_Fragmento de lectura_.
El Mediterráneo es el violinista armenio que me amenizaba las cenas en la playa
de la isla turca de Kekova,
el viento húmedo de Levante, los pueblos blancos llenos de buganvillas de las
costas de Orán,
la ruinas de Siracusa,
la sabiduría perdida de la biblioteca de Efeso
o de Alejandría.
Es la civilización que creció en torno al vino y el aceite de oliva. Es un oasis de palmeras que sume en
la penumbra el vergel y alienta un pequeño mundo de huertas, norias, azarbes y
acequias.”
A
lo largo de la breve y amena obra de Rafael Chirbes, formada por varios
artículos, escritos para una revista en los años ochenta y noventa del siglo XX,
el autor, a través de sus impresiones, recuerdos, sensaciones e improntas que
han marcado sus viajes, nos traslada a Creta, a Valencia, a Estambul, a Lyon, a
Génova, a Venecia, a Alejandría, a la ciudad tunecina de Gabes, a Denia, a El
Cairo, a Benidorm y a Roma.

_Tarea escrita_. Según el fragmento sobre el Mediterráneo, ¿en qué isla turca un violinista armenio amenizaba las cenas en la playa?

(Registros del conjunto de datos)
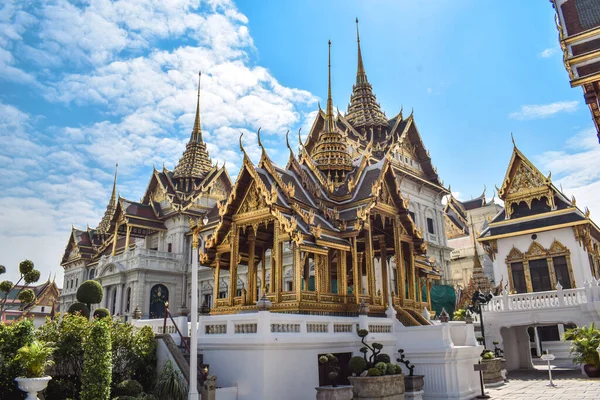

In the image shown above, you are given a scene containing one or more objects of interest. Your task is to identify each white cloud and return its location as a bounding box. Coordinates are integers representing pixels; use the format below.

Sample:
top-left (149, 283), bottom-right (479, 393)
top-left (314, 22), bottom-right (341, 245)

top-left (0, 0), bottom-right (316, 290)
top-left (537, 128), bottom-right (600, 219)
top-left (509, 101), bottom-right (579, 119)
top-left (538, 47), bottom-right (558, 58)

_Respuesta correcta_. En la isla de Kekova.